---- THE RECORDS

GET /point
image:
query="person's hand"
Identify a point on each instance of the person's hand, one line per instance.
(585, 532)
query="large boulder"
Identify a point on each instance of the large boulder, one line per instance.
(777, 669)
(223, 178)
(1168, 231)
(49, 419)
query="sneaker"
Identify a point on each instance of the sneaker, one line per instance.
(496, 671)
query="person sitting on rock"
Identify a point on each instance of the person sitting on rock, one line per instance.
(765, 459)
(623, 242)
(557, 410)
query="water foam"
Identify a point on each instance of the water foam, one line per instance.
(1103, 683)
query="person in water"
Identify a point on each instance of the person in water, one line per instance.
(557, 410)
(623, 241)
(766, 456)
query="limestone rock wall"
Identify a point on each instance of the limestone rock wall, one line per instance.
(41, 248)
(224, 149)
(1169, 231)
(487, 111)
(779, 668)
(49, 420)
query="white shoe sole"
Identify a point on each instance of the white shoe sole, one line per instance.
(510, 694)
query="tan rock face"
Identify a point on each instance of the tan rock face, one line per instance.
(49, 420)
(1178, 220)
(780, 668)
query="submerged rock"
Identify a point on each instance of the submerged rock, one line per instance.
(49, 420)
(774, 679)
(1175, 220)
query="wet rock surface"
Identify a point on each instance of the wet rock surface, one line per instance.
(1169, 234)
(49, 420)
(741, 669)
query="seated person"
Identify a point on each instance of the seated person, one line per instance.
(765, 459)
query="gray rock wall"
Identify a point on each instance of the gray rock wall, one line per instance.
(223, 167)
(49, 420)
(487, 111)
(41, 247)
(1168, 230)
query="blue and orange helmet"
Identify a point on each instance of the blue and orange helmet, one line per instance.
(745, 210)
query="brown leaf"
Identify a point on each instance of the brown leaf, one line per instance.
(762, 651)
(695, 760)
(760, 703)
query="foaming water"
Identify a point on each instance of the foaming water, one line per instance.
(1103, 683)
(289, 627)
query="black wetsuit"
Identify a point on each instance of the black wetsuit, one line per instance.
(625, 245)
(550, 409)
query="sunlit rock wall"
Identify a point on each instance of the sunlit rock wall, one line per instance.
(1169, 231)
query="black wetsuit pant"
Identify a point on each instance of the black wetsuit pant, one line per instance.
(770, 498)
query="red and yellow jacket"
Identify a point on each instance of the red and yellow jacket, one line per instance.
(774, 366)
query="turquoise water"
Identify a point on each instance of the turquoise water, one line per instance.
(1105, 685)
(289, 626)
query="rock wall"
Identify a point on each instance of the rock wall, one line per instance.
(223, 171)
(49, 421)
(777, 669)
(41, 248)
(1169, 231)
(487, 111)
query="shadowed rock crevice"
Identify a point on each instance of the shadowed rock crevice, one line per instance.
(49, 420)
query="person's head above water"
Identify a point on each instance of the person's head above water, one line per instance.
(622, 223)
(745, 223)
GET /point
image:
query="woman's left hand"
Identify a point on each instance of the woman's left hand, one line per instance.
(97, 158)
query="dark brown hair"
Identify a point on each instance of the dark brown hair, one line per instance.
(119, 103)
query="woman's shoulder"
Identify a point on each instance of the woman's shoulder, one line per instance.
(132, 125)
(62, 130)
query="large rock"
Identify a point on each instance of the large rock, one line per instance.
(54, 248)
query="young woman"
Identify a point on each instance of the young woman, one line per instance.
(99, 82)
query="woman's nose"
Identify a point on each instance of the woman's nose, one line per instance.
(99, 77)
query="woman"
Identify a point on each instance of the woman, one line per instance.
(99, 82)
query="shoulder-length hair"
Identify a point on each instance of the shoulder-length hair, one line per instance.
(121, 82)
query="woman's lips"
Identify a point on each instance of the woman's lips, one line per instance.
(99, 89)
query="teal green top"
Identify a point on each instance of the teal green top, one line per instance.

--------

• _WORK REQUEST_: Would you please filter the lines above and copy every one that includes "green"?

• _EXPECTED OUTPUT_:
query="teal green top"
Identify a point on each instance of the teal green top, one line per instance.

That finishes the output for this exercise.